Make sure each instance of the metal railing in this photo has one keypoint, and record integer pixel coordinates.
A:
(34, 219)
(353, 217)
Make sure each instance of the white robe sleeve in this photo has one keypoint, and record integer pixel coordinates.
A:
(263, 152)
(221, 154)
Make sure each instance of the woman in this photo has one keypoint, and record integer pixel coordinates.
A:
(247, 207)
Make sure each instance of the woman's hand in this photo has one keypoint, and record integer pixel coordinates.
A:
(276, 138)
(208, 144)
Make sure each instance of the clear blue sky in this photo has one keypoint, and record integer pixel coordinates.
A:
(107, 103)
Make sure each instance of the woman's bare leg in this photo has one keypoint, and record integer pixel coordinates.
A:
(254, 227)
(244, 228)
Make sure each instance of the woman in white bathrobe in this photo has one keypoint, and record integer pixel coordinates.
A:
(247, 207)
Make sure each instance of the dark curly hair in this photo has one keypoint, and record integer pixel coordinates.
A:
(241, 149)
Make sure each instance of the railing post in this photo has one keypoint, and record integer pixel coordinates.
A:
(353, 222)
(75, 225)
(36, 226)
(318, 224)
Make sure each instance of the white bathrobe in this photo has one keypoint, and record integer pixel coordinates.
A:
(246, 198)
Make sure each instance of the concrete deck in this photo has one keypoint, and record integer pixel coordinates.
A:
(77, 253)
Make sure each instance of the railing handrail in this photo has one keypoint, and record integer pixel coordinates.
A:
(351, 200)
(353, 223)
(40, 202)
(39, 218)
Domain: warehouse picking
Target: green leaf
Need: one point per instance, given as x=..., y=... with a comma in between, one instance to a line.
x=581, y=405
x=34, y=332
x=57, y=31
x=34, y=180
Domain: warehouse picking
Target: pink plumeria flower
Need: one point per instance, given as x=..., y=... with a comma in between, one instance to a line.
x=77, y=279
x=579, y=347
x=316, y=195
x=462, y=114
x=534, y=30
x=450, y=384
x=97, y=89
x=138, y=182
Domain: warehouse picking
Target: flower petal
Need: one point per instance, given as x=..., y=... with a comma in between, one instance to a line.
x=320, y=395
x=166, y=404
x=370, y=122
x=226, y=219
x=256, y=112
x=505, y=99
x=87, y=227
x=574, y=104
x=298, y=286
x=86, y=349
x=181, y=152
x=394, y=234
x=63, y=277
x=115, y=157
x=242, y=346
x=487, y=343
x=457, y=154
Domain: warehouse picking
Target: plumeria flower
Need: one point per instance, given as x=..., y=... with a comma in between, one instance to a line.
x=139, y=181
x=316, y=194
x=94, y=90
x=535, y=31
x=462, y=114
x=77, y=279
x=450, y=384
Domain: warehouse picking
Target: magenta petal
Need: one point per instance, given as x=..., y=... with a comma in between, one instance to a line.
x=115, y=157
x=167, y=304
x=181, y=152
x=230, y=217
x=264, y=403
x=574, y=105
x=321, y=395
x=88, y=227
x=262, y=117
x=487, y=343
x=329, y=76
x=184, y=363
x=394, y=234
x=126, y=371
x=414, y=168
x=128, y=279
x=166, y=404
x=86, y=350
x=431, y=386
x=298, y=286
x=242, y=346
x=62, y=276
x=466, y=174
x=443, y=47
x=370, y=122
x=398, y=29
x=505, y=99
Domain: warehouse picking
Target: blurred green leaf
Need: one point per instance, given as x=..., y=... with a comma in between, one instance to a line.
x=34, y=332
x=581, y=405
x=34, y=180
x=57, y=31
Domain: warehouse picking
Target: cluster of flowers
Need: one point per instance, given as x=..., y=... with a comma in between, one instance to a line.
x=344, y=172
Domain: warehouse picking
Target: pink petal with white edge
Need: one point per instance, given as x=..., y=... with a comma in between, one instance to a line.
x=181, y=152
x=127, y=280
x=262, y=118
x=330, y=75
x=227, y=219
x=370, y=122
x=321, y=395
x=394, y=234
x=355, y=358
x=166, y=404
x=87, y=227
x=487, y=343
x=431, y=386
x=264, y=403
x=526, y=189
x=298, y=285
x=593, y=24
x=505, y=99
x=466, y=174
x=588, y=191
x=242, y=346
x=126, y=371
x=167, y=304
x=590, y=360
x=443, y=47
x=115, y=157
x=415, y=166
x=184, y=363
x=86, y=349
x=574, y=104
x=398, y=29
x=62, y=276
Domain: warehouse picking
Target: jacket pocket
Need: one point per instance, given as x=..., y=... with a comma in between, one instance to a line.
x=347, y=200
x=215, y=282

#### The request
Repeat the data precisely, line by line.

#### Task solution
Make sure each instance of the metal railing in this photo has one keypoint, and record integer pixel coordinates.
A:
(34, 219)
(353, 217)
Make sure each instance of the white robe sleeve in this photo has one keypoint, and record integer pixel coordinates.
A:
(263, 152)
(221, 154)
Make sure each instance of the woman in this photo has one keypoint, and record integer pixel coordinates.
A:
(247, 207)
Make sure each instance of the woman's hand in this photo has one keypoint, and record integer pixel coordinates.
A:
(276, 138)
(208, 144)
Make sure each instance of the clear blue sky in this photo has one keypoint, and record integer pixel coordinates.
A:
(107, 103)
Make sure each instance of the woman's bare leg in this photo has one keypoint, and record integer pixel coordinates.
A:
(254, 227)
(244, 228)
Make sure each instance of the woman in white bathrobe in this photo has one keypoint, and record integer pixel coordinates.
A:
(247, 207)
Make sure each instance of the dark curly hair in this photo has one keypoint, and record integer pixel coordinates.
A:
(241, 149)
Make sure each instance of the railing post in this photo has one keypoint, and record integer pixel coordinates.
A:
(353, 222)
(75, 225)
(36, 226)
(318, 224)
Make sure each instance of the white bathrobe in this photo has one keypoint, and record integer pixel coordinates.
A:
(246, 198)
Make sure each instance of the concrete deck in this photo has one keypoint, and record integer pixel coordinates.
A:
(77, 253)
Make sure each instance of the railing handrail in this photo has one keypoint, and record integer pixel coordinates.
A:
(351, 200)
(353, 223)
(40, 202)
(39, 218)
Domain: warehouse picking
Target: green leaf
Need: one point per instance, given as x=..., y=... with a comma in between, one instance to a line.
x=581, y=405
x=34, y=332
x=57, y=31
x=34, y=180
Domain: warehouse picking
Target: pink plumeria flower
Need: one point per instance, given as x=..., y=... with a comma in between, one instance to a line.
x=77, y=279
x=579, y=347
x=316, y=195
x=462, y=114
x=534, y=30
x=450, y=384
x=97, y=89
x=138, y=182
Domain: warehouse picking
Target: flower petal
Need: one point per instance, given as x=..., y=... with a comma in between, one instance to a line.
x=320, y=395
x=166, y=404
x=370, y=122
x=226, y=219
x=256, y=112
x=505, y=99
x=87, y=227
x=574, y=104
x=298, y=286
x=86, y=349
x=181, y=152
x=394, y=234
x=63, y=277
x=115, y=157
x=242, y=346
x=487, y=343
x=457, y=154
Domain: warehouse picking
Target: plumeria flower
Need: one point per instance, given as x=..., y=... with a comma in between, one instance to a line.
x=139, y=181
x=316, y=194
x=94, y=90
x=535, y=31
x=462, y=114
x=77, y=279
x=450, y=384
Domain: warehouse picking
Target: magenta petal
Need: one point per instance, given as x=..., y=... with a comma in between, one instance to a line.
x=115, y=157
x=167, y=304
x=181, y=152
x=230, y=217
x=264, y=403
x=574, y=105
x=321, y=395
x=88, y=227
x=262, y=117
x=487, y=343
x=329, y=76
x=184, y=363
x=394, y=234
x=126, y=371
x=414, y=168
x=128, y=279
x=166, y=404
x=86, y=350
x=431, y=386
x=298, y=286
x=242, y=346
x=62, y=276
x=466, y=174
x=443, y=47
x=370, y=122
x=398, y=29
x=505, y=99
Domain: warehouse picking
Target: blurred green leaf
Need: one point per instance, given as x=..., y=... with a comma in between, one instance to a line.
x=34, y=332
x=581, y=405
x=34, y=180
x=57, y=31
Domain: warehouse picking
Target: cluster of flowers
Need: one point per instance, given as x=..., y=... with a comma in between, one instance to a line.
x=344, y=172
Domain: warehouse picking
Target: pink petal with white edge
Need: one point per instance, given as x=..., y=... with a comma in between, one instance to a line.
x=181, y=152
x=127, y=280
x=262, y=118
x=330, y=75
x=227, y=219
x=370, y=122
x=321, y=395
x=394, y=234
x=355, y=358
x=166, y=404
x=87, y=227
x=487, y=343
x=431, y=386
x=264, y=403
x=526, y=189
x=298, y=285
x=593, y=24
x=505, y=99
x=466, y=174
x=588, y=191
x=242, y=346
x=126, y=371
x=167, y=304
x=590, y=360
x=443, y=47
x=115, y=157
x=415, y=166
x=184, y=363
x=86, y=349
x=574, y=104
x=398, y=29
x=62, y=276
Domain: warehouse picking
Target: jacket pocket
Need: one point per instance, given as x=..., y=... with a comma in between, one instance to a line.
x=347, y=200
x=215, y=282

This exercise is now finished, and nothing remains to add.